▸ **Source excerpt**
■ ■ ■ ■

Line 406: Section 5.5. This section could have been written in a more organized way. It would be less confusing for the readers if the variables in comparison and the corresponding numbers were presented in a dedicated table. For example, Line 413-414, what are “much greater”, and what are the two numbers respective to?
Citation: https://doi.org/10.5194/egusphere-2023-1538-RC2
- AC2: 'Reply on RC2', Hannah Sharpe, 16 Oct 2023
  
  General comments:
  1) We thank the reviewer for their positive comments and for contributing to improving the manuscript. Your comments have been considered in the revised version.
  Specific comments:
  1) We have clarified this in the revised version of the manuscript, which now reads “To identify canyon-specific processes, a sediment trap was also deployed offshore Baie-Comeau (BC), a site not affected by canyon-related sediment remobilization events, to contrast with biogenic matter export in the LSLE (Fig. 1c).”

■ ■ ■ ■

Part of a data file

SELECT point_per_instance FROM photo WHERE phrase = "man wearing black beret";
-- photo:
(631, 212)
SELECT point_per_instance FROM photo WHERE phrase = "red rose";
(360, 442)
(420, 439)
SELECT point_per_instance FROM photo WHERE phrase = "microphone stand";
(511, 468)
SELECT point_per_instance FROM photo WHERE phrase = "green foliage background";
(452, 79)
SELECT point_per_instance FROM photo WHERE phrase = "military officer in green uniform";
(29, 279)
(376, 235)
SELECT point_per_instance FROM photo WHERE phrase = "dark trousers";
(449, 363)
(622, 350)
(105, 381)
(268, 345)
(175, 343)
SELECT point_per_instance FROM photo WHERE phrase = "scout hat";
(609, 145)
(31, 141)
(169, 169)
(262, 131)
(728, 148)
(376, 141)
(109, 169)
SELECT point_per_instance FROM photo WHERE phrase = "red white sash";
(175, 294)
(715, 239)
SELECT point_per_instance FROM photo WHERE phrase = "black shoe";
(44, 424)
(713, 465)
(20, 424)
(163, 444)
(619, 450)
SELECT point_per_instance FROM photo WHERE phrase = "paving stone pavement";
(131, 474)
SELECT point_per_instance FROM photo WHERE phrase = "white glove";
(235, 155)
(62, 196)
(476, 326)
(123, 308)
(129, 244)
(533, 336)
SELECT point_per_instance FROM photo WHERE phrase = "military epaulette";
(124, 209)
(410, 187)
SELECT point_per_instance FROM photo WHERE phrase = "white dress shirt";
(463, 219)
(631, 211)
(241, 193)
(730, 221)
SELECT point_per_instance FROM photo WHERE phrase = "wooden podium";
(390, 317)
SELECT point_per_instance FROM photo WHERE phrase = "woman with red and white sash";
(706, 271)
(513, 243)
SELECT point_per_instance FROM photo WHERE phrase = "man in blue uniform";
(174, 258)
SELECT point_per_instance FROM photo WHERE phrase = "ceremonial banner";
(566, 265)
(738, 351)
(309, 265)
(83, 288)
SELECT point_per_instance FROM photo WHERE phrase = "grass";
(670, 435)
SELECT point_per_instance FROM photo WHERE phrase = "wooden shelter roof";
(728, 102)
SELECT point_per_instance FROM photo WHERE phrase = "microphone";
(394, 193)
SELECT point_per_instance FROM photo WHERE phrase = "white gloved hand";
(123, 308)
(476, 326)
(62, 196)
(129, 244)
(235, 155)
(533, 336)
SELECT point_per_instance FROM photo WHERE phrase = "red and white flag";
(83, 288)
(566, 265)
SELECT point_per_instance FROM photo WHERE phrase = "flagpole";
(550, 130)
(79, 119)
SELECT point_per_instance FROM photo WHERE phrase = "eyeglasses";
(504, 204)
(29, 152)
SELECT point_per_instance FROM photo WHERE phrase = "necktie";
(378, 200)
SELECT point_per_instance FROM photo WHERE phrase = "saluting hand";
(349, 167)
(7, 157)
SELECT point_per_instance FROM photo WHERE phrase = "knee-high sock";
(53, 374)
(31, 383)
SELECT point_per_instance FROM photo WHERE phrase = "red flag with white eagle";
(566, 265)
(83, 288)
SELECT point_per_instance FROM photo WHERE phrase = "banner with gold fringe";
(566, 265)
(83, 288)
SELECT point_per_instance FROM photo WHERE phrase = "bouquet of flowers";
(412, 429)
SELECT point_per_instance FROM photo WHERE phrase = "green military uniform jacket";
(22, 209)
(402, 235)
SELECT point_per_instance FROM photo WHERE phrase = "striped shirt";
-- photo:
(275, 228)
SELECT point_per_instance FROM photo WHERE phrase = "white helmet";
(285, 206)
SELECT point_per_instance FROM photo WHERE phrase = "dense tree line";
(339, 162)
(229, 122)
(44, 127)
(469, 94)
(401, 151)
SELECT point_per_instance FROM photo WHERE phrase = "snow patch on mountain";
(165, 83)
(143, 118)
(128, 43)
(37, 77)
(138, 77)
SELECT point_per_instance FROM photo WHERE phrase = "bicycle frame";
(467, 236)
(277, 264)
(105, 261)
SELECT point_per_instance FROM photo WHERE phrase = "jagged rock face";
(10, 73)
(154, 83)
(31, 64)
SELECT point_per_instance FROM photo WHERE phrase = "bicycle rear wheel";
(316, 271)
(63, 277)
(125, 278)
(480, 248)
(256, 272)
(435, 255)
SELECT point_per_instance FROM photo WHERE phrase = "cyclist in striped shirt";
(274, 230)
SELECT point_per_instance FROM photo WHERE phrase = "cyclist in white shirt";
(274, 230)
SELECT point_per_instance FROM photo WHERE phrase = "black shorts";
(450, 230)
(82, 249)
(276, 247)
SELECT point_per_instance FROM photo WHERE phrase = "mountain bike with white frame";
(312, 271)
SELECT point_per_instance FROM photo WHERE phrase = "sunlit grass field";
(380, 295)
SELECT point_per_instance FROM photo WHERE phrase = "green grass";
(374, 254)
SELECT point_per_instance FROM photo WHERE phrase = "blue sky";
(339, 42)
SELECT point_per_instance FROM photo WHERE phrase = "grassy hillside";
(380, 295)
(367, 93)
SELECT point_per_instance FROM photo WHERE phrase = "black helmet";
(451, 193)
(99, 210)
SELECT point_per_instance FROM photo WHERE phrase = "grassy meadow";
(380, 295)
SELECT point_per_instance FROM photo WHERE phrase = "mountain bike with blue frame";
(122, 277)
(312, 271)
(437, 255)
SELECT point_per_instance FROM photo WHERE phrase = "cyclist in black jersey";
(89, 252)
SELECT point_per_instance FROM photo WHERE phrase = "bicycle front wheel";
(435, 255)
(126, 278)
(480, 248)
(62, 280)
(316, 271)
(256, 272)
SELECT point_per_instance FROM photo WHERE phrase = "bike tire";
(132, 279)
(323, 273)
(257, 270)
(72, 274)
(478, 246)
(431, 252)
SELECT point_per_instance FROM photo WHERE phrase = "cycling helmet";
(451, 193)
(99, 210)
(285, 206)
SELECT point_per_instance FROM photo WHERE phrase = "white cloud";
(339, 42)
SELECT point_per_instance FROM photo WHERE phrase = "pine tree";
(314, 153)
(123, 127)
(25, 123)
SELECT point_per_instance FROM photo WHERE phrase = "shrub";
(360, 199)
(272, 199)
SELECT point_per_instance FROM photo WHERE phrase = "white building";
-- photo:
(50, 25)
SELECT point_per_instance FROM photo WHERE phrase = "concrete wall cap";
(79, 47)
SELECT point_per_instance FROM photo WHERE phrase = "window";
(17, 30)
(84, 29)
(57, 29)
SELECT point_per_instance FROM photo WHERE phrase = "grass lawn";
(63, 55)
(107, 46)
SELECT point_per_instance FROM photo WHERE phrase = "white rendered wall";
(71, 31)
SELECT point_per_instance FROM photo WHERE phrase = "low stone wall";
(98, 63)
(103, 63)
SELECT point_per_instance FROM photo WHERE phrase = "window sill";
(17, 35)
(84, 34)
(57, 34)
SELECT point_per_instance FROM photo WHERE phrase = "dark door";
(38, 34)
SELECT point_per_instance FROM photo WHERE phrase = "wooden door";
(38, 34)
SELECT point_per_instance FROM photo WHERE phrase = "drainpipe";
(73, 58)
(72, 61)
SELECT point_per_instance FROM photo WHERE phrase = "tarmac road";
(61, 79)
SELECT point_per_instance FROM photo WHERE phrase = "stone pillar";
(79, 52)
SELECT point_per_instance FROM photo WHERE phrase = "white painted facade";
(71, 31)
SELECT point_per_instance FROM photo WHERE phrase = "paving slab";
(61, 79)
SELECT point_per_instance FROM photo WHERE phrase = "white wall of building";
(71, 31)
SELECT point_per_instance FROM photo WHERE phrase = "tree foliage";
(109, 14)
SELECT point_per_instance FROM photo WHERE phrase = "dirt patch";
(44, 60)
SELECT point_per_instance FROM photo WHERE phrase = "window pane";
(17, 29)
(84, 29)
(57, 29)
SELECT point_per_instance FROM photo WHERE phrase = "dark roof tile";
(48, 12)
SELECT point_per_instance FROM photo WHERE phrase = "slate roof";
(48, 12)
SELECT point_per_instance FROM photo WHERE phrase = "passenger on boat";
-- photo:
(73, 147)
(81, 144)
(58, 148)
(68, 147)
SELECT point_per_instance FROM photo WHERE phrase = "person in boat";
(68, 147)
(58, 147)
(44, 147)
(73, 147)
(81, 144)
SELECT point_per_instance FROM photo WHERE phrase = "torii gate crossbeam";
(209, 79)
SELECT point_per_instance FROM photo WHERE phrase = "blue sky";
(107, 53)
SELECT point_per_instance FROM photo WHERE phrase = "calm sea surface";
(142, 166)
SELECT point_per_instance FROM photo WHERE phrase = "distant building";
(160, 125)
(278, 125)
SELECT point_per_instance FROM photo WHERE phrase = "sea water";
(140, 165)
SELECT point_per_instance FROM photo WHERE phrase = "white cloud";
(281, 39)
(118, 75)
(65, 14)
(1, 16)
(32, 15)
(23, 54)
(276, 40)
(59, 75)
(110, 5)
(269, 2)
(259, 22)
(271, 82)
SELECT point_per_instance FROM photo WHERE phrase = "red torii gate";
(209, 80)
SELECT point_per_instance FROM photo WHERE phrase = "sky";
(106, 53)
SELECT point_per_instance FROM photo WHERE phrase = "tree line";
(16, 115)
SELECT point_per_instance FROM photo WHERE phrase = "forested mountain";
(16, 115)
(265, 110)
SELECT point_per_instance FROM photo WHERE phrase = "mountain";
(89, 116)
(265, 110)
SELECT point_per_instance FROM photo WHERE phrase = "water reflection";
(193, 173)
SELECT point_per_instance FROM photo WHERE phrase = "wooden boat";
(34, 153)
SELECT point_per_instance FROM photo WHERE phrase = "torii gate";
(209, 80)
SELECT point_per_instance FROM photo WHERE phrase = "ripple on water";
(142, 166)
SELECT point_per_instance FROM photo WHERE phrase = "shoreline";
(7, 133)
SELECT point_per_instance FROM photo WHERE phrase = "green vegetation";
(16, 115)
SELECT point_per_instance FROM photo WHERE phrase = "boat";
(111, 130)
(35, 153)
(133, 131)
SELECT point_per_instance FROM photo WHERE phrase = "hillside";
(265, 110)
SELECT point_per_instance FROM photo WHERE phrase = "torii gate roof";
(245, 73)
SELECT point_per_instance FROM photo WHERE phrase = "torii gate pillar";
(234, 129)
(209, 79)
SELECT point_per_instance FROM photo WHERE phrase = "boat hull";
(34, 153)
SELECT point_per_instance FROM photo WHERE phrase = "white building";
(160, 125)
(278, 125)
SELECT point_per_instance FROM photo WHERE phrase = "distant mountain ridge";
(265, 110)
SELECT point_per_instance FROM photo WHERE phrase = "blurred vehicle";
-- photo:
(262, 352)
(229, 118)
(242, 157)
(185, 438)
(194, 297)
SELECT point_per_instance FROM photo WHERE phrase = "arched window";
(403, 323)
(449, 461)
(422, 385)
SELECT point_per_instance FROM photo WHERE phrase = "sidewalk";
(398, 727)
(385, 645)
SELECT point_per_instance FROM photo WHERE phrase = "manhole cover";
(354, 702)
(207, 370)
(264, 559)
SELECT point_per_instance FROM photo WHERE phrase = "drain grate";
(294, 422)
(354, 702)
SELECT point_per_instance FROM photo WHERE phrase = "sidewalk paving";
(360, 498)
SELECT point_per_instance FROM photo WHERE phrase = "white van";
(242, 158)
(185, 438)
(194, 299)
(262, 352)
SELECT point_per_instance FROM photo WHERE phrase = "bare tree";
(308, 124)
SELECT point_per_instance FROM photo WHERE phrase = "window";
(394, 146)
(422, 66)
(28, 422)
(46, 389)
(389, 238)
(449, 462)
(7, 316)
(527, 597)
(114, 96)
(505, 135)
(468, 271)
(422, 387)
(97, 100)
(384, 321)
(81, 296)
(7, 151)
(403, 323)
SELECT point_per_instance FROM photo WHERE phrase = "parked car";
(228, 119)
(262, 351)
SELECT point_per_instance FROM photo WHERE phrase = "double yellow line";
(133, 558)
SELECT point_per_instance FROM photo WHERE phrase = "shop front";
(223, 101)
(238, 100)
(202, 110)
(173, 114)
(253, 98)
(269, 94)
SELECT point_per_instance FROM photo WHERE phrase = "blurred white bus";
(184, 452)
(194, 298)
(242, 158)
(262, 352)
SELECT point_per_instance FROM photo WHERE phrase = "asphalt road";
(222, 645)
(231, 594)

■ ■ ■ ■

Write what comes next in the reviewer-and-author exchange on the sediment trap manuscript, starting right after its last sentence.

  2) We corrected the sentence, thank you.
  3) We have removed “slightly” so the sentence now reads “Overall, fluxes of chloropigments exhibit similar patterns at both depths, with higher flux values at PDM-224.”
  4) We corrected the sentence, thank you.
  5) We thank the reviewer for raising this point. In addition to the size of the canyon system, there are other factors that need to be considered.
  Large submarine canyon systems are not located within estuaries, which are typically rich in nutrients. In the Lower St. Lawrence Estuary (LSLE), upwelling of nutrient-rich waters at the head of the Laurentian Channel, subsequent mixing in the surface layer, and strong estuarine circulation provide an important supply and distribution of nutrients year-round. Freshwater inputs from the Saguenay, Outardes, Manicouagan, and St. Lawrence rivers additionally introduce nutrients to the system. Light is therefore the most important variable controlling phytoplankton growth in the LSLE (Therriault & Levasseur, 1985).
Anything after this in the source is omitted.